## [Action item]
Reproduce all records exactly.
── Material provided
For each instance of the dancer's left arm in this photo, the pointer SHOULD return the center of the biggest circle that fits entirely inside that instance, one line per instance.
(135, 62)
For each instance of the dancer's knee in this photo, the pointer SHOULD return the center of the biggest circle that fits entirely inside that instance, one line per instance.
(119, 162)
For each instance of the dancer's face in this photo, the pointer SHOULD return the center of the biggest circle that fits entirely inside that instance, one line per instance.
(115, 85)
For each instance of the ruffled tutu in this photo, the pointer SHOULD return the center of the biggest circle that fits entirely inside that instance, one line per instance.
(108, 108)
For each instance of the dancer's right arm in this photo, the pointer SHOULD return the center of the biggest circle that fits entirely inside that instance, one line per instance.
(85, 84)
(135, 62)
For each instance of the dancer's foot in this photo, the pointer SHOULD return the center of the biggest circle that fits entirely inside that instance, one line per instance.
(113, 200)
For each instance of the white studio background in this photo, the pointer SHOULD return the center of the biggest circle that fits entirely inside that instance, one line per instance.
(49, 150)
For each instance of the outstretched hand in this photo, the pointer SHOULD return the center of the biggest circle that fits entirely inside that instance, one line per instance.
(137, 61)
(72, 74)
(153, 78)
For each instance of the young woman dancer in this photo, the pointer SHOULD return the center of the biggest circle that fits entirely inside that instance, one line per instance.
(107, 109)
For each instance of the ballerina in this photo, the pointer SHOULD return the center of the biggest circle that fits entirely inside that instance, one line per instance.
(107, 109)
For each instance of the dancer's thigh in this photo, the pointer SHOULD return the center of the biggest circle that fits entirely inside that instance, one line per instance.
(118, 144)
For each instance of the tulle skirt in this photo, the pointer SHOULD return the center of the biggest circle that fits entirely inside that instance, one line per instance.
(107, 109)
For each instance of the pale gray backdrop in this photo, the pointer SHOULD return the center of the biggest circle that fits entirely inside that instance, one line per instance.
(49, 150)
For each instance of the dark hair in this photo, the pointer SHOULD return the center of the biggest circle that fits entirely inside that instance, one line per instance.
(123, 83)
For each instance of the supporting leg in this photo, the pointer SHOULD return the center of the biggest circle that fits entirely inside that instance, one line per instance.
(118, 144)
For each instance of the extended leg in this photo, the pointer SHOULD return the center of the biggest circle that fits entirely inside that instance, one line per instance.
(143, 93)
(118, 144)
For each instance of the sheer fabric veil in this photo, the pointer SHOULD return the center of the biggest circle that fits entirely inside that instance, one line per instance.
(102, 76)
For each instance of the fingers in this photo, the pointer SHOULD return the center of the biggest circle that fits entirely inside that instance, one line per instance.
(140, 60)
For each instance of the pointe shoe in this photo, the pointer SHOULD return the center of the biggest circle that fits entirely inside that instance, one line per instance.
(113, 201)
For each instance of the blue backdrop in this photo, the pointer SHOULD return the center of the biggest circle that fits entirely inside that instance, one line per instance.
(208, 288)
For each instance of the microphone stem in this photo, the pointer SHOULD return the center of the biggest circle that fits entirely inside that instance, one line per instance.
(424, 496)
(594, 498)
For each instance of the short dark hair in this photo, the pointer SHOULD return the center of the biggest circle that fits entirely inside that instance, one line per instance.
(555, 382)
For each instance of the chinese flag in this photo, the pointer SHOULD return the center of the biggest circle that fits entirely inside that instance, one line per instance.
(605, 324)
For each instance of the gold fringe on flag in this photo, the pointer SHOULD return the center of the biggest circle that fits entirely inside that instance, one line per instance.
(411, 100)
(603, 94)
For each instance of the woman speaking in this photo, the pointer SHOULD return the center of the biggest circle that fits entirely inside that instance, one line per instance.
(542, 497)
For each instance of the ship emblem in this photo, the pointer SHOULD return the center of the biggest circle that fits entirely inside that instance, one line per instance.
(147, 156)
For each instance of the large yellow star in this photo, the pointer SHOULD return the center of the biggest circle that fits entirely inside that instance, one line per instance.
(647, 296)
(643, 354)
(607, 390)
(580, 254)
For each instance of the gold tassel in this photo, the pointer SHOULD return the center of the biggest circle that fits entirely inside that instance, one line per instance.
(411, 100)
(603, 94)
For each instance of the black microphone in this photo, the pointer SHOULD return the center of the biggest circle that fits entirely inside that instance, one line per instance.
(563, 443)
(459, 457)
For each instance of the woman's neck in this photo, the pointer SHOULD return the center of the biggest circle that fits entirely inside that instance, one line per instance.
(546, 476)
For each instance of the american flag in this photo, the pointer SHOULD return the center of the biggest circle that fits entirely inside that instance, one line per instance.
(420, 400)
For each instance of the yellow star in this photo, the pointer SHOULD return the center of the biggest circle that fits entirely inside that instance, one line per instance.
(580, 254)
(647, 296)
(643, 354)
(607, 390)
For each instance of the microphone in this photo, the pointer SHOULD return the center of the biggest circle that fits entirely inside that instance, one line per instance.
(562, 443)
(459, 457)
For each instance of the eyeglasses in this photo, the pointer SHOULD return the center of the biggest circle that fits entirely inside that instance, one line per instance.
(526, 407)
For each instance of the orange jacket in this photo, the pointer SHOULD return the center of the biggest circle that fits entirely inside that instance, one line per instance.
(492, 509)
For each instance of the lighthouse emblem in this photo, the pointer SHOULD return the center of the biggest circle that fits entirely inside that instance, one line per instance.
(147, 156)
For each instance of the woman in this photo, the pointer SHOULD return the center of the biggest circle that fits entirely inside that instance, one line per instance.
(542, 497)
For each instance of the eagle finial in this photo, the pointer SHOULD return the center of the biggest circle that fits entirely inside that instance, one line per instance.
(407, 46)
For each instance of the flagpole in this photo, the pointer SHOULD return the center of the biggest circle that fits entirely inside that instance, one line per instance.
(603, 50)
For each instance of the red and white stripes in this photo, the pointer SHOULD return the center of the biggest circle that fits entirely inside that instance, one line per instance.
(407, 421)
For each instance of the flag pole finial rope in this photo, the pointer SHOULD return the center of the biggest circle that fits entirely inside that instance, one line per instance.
────
## [Task solution]
For each instance of the dancer's left arm in this photo, the pointer SHOULD return the center of the biggest circle that fits entirely inside that instance, one line per instance.
(135, 62)
For each instance of the dancer's knee in this photo, the pointer SHOULD return the center of the biggest circle that fits entirely inside that instance, one line per instance.
(119, 162)
For each instance of the dancer's face in this photo, the pointer SHOULD return the center of the biggest circle that fits entirely inside that instance, one line per instance.
(115, 85)
For each instance of the ruffled tutu in this photo, the pointer SHOULD return the center of the biggest circle that fits entirely inside that instance, one line per instance.
(108, 108)
For each instance of the dancer's right arm in this photo, the pointer SHOULD return the center of the biggest circle that fits entirely inside that instance, one line per instance.
(85, 84)
(135, 62)
For each instance of the dancer's foot in this photo, the pointer SHOULD return the center of the biggest circle that fits entirely inside that instance, one line per instance.
(113, 200)
For each instance of the white studio background in this photo, the pointer SHOULD return the center of the biggest circle that fits entirely inside that instance, one line per instance.
(49, 150)
For each instance of the outstretched hand in this photo, the pointer SHOULD return the center of the biggest circle that fits entirely inside that instance, one line per instance.
(137, 61)
(72, 74)
(153, 78)
For each instance of the young woman dancer in this photo, the pointer SHOULD return the center of the biggest circle that fits entirely inside that instance, one line per instance.
(107, 109)
For each instance of the ballerina in this photo, the pointer SHOULD return the center of the biggest circle that fits entirely inside that instance, one line per instance.
(107, 109)
For each instance of the dancer's thigh in this photo, the pointer SHOULD return the center of the biggest circle that fits entirely inside that instance, one line per instance.
(118, 144)
For each instance of the tulle skirt in this photo, the pointer SHOULD return the center of the biggest circle that fits entirely inside that instance, one line per instance.
(107, 109)
For each instance of the pale gray backdrop in this photo, the pointer SHOULD return the center of the biggest circle that fits entirely inside that instance, one line per instance.
(49, 150)
For each instance of the dark hair in this photo, the pointer SHOULD return the center of the biggest circle that fits entirely inside that instance, one line per instance.
(123, 83)
For each instance of the supporting leg in this photo, the pointer SHOULD return the center of the biggest circle that fits entirely inside that instance, one line per instance.
(118, 144)
For each instance of the extended leg in this photo, the pointer SHOULD return the center of the biggest circle that fits entirely inside that instance, one line per instance.
(143, 93)
(118, 144)
For each instance of the sheer fabric veil in this photo, the pointer SHOULD return the center of the biggest circle that fits entirely inside that instance, one line per instance.
(102, 76)
For each instance of the fingers in this photo, the pointer SHOULD return the center of the biggest circle that fits entirely inside that instance, one line per instance.
(140, 60)
For each instance of the pointe shoe in this photo, the pointer SHOULD return the center of the biggest circle that fits entirely inside that instance, one line per instance.
(113, 201)
For each instance of the blue backdrop in this photo, the pointer SHOULD return the center of the biggest circle that fits entirely inside that instance, one line per instance.
(208, 288)
For each instance of the microphone stem in this photo, the pointer SHOULD return the center of the biggest circle that fits entirely inside that instance, one line per instance.
(424, 496)
(594, 498)
For each instance of the short dark hair in this photo, the pointer SHOULD return the center of the biggest circle that fits entirely inside that instance, one line per instance.
(555, 382)
For each instance of the chinese flag in this photo, the pointer SHOULD return the center of the biggest circle that fits entirely inside that instance, one line per instance.
(605, 324)
For each instance of the gold fringe on flag in this photo, the pointer SHOULD return the center of the biggest circle that fits entirely inside that instance, one line per instance.
(411, 100)
(603, 94)
For each instance of the woman speaking in this photo, the pointer SHOULD return the center of the biggest circle that fits entirely inside that instance, one line per instance.
(542, 497)
For each instance of the ship emblem in this photo, the pointer SHOULD return the center of the biggest circle that fits entirely inside that instance, one line per instance.
(147, 156)
For each instance of the large yellow star in this photo, the pointer SHOULD return the center of the biggest circle that fits entirely inside that instance, one line per instance.
(647, 296)
(643, 354)
(607, 390)
(580, 254)
For each instance of the gold tassel in this photo, the pointer SHOULD return the center of the biggest circle that fits entirely inside that instance, one line per instance.
(411, 100)
(603, 94)
For each instance of the black microphone in this photo, the pointer SHOULD return the center of the biggest circle that fits entirely inside that instance, one line per instance.
(563, 443)
(459, 457)
For each instance of the woman's neck in this photo, the pointer SHOULD return the center of the biggest circle that fits entirely inside that instance, one line per instance.
(546, 476)
For each instance of the american flag in this photo, the pointer SHOULD return the center of the biggest circle that fits entirely inside that instance, one line per instance.
(420, 400)
For each instance of the yellow star in this photo, the pointer SHOULD return the center of the biggest circle that fits entirely inside that instance, one line per instance.
(580, 254)
(647, 296)
(643, 354)
(607, 390)
For each instance of the microphone in this photo, the pointer SHOULD return the center of the biggest circle that fits entirely inside that instance, one line per instance.
(562, 443)
(459, 457)
For each instance of the eyeglasses in this photo, the pointer SHOULD return the center of the biggest circle that fits entirely inside that instance, one line per instance.
(526, 407)
For each instance of the orange jacket in this photo, the pointer SHOULD return the center of the biggest circle that fits entirely inside that instance, one line per instance.
(492, 509)
For each instance of the lighthouse emblem in this photo, the pointer SHOULD return the center of the biggest circle that fits entirely inside that instance, one line per instance.
(147, 156)
For each instance of the woman in this photo, the pointer SHOULD return the center of the biggest circle that fits entirely inside that instance, one line per instance.
(542, 497)
For each instance of the eagle finial in this photo, the pointer SHOULD return the center of the biggest circle that fits entirely inside that instance, one line per instance.
(407, 46)
For each instance of the flagpole in this photo, the pointer SHOULD return the center of the biggest circle that fits entirely inside that instance, one line per instance.
(603, 50)
For each instance of the red and white stripes in this photo, the pointer SHOULD return the center of the biggest circle that fits entirely inside that instance, one line per instance.
(407, 421)
For each instance of the flag pole finial rope in this photo, the pointer SHOULD return the center of the biggest circle that fits entirely inside that instance, one line per instance.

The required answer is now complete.